== DOCUMENT EXCERPT ==

Carvedilol-induced elevation in cytosolic free Ca(2+) level and apoptosis in SIRC corneal epithelial cells.

The effect of the cardiovascular drug carvedilol on cytosolic free Ca(2+) concentrations ([Ca( 2+)](i)) and viability was examined in Statens Seruminstitut rabbit cornea (SIRC) corneal epithelial cells. [Ca(2+)](i) and cell viability were measured using the fluorescent dyes fura-2 and 4-[3-[4-lodophenyl]-2-4(4-nitrophenyl)-2H-5-tetrazolio-1,3-benzene disulfonate] (WST-1), respectively. Carvedilol at concentrations between 1 and 30 microM increased [Ca( 2+)](i) in a concentration-dependent manner. The Ca(2+) signal was reduced partly by removing extracellular Ca(2+). Carvedilol induced Mn(2+) quench of fura-2 fluorescence implicating Ca(2+) influx. The Ca(2+) influx was inhibited by suppression of protein kinase C activity. In Ca(2+)-free medium, after pretreatment with 1 microM thapsigargin (an endoplasmic reticulum Ca( 2+) pump inhibitor), carvedilol-induced [Ca(2+)](i) rise was reduced; and conversely, carvedilol pretreatment inhibited a major part of thapsigargin-induced [Ca( 2+)](i) rise. Addition of the phospholipase C inhibitor 1-[6-[[17 beta-3-methoxyestra-1,3,5(10)-trien-17-yl]amino] hexyl]-1H-pyrrole-2,5-dione (U73122; 2 microM) did not change carvedilol-induced [Ca(2+)](i) rise. At concentrations between 5 and 70 microM, carvedilol killed cells in a concentration-dependent manner. The cytotoxic effect of 20 microM carvedilol was not reversed by prechelating cytosolic Ca(2+) with BAPTA/AM. Apoptosis was induced by 5-70 microM carvedilol. Collectively, in SIRC corneal epithelial cells, carvedilol-induced [Ca(2+)](i) rises by causing Ca(2+) release from the endoplasmic reticulum in a phospholipase C-independent manner, and Ca( 2+) influx via protein kinase C-regulated Ca(2+) channels. Carvedilol-caused cytotoxicity was mediated by Ca(2+)-independent apoptosis in a concentration-dependent manner.

===

→ WORK TO BE COMPLETED:
Answer these questions about the text on carvedilol in corneal epithelial cells:
(a) Which dye was used to measure cell viability?
(b) Across what range of carvedilol concentrations were cells killed in a concentration-dependent manner?
(c) What effect did the phospholipase C inhibitor U73122 have on the carvedilol-induced [Ca(2+)](i) rise?

== EXTRACTED INFORMATION ==

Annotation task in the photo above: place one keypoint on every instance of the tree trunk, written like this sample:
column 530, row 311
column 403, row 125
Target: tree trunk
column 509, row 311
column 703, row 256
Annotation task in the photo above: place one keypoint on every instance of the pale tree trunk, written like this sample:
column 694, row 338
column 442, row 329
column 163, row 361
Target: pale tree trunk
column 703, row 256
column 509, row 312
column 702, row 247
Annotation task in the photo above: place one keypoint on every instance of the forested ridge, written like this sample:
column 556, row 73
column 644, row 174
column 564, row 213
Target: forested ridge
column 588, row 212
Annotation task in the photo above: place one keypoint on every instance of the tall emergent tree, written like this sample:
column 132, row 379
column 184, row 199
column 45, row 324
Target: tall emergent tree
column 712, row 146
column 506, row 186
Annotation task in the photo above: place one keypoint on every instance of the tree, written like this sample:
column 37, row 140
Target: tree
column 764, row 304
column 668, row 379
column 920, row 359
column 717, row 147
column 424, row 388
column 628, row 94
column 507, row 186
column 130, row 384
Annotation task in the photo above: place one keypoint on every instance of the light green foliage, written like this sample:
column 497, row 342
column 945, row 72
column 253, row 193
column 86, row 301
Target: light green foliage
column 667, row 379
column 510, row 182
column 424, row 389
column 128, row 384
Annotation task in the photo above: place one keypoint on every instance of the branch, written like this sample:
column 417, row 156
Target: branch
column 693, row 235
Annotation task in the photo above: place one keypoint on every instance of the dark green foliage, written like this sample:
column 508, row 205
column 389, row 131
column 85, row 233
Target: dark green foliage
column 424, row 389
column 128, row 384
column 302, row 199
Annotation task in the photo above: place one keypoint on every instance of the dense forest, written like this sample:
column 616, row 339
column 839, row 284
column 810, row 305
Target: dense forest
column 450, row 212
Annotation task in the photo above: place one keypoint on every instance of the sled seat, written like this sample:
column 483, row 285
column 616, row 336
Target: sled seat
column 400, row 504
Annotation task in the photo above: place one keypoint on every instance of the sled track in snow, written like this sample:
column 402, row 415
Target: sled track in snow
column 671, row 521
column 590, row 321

===

→ YOUR RESPONSE:
(a) WST-1
(b) Between 5 and 70 microM
(c) It did not change the rise.